* [Passage shown]:
^^^^^^^^^^^^^^^^
PGA Championship

Valhalla Golf Club



The Loop

The 9 cruelest ricochets in sports history

January 07, 2019
Wild Card Round - Philadelphia Eagles v Chicago Bears

Stacy Revere

There is no reason to a ricochet. No logic, no law, no justice. Only randomly selected triumph and randomly selected pain. Just ask Cody Parkey. Ask Khalil Mack, Maserati Mitch and Matt Nagy. Ask Ditka, Butkus and the ghost of Chris Farley. Ask the whole damn city of Chicago, who on Sunday night experienced one of the most all-consuming, life-altering losses in recent sports history when Parkey's Wild Card game-winning field goal was denied by both upright AND crossbar in front of thousands of screaming fans and one crestfallen bear:

But take heart, Chicago. Misery loves company and as the meanest, nastiest, most heartless ricochets in sports prove, you'll never walk alone.

9. 2010 Men's College Basketball National Championship

Victim: Duke haterz across the galaxy

Hope is what hurts the most. Half-court shots aren't supposed to go in. Butler wasn't supposed to beat Duke. But for one agonizing second in 2010, the world forgot as Gordon Hayward and his still-intact ankles launched a would-be game-winner that, as it turns out, wouldn't be. Instead, the Yankees of collegiate athletics celebrated their victory and Cinderella went home to scrub the floors.

8. 1994 Stanley Cup Finals - Game 7

Victim: Canada...all of it

In the pantheon of wacky major sports bounces, hockey's collection of caroms, rollers, and wristers can't be beat. But the NHL's most heartless aberration of physics is not some agonizing trickler or wild west ricochet. It's just a simple slap shot off the post, made excruciating not by the act as much as the context—Game 7 of the 1994 Stanley Cup Finals, with the Canucks searching for a tying goal that they would never find. In the 25 years since, this remains the closest a Canadian team has come to taking home the Cup.
^^^^^^^^^^^^^^^^
* [Exercise task]:
Continue the article on the cruelest ricochets in sports history, picking up after the entry on the 1994 Stanley Cup Finals.
^^^^^^^^^^^^^^^^
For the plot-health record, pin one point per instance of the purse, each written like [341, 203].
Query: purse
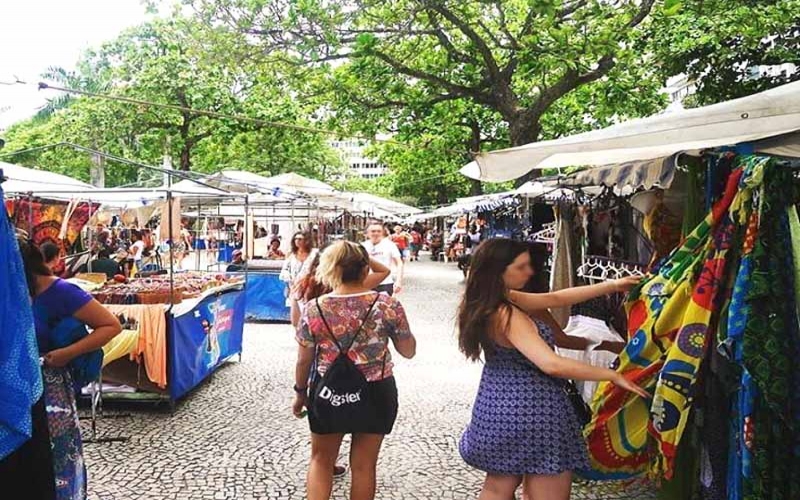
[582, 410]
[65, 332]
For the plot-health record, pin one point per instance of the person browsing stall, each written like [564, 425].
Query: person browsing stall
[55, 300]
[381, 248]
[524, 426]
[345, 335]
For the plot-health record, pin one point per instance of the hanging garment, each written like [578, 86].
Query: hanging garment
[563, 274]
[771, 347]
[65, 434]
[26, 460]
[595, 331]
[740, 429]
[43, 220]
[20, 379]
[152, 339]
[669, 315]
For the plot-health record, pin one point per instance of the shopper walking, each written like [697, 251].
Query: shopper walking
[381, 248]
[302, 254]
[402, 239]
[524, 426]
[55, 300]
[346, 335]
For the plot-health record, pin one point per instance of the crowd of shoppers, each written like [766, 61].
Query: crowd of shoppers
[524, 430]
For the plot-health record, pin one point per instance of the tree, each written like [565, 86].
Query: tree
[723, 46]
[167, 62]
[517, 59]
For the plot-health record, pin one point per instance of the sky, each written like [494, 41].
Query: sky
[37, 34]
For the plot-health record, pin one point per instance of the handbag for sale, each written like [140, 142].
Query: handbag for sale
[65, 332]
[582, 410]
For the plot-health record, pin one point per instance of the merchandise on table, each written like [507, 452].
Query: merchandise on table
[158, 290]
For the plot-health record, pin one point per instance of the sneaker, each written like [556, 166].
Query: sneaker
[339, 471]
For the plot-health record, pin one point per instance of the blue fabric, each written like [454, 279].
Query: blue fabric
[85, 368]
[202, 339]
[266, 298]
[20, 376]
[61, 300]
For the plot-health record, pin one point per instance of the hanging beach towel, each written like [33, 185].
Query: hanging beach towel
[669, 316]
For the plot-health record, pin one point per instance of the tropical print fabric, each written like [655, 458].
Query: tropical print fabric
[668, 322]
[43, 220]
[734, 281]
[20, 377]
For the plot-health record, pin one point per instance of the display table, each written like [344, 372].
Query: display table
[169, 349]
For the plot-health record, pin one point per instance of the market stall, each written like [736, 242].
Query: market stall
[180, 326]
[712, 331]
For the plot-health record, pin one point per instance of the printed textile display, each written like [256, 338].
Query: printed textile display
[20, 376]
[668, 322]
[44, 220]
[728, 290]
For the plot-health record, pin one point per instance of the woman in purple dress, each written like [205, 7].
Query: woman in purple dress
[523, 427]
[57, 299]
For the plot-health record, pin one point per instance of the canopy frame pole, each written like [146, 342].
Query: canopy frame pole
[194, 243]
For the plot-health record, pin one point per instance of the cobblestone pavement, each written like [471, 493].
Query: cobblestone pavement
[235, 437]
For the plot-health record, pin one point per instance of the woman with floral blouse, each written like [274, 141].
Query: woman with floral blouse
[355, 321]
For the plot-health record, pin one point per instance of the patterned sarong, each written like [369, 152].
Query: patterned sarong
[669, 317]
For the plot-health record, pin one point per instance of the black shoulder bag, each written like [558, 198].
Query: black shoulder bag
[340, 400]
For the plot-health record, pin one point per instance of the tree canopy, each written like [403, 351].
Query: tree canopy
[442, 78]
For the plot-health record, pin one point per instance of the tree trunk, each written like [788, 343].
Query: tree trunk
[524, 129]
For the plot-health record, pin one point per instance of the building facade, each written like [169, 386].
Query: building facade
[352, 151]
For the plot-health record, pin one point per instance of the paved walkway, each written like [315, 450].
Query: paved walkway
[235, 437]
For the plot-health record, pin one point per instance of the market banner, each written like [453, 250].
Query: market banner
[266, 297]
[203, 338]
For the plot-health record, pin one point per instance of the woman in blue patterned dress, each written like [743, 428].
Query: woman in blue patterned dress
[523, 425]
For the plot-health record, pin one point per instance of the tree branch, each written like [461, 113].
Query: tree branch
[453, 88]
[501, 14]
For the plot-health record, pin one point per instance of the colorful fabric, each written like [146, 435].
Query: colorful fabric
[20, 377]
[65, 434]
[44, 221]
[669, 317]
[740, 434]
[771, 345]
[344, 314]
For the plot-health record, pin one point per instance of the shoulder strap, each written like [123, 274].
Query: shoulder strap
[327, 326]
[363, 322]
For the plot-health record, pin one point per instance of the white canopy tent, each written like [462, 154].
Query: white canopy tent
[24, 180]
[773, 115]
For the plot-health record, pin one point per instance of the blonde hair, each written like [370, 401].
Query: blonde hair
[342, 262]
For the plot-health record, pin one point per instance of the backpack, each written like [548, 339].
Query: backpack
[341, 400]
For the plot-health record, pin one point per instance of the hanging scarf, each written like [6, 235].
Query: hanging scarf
^^^^^^^^^^^^^^^^
* [Response]:
7. 2013 Adelaide Showdown

Victim: Quantum physicists across the globe

I know very little about rugby and even less about physics, but what I do know is flying projectiles do not suddenly make 90-degree changes in direction unless acted upon by an equal or divine force. Just ask Port Adelaide's Angus Monfries who, trailing arch rivals Adelaide Crows by eight with a minute and half remaining, launched this hopeful punt forward, which hit, skipped five yards directly to the right, and squirmed, however improbably, through the big sticks. An incredible comeback for the Power was on and across Adelaide, neighbors, baristas, bartenders, and brothers are still twisting the knife.

6. 2018 College World Series

Victim: Some sophomore business major

For many young men and women, college is a time of incredible personal growth and ceaseless learning, both in and out of the classroom. Just take Auburn right fielder Steve Williams, for instance, who, in the process of single handedly torpedoing his team's College World Series chances in the bottom of an 11th-inning epic, learned one of life's most valuable lessons: Sometimes you eat the bar and sometimes the bar eats you...but mostly the bar just eats you.

5. The Immaculate Reception

Victim: The Oakland Raidahs (full Chris Berman voice)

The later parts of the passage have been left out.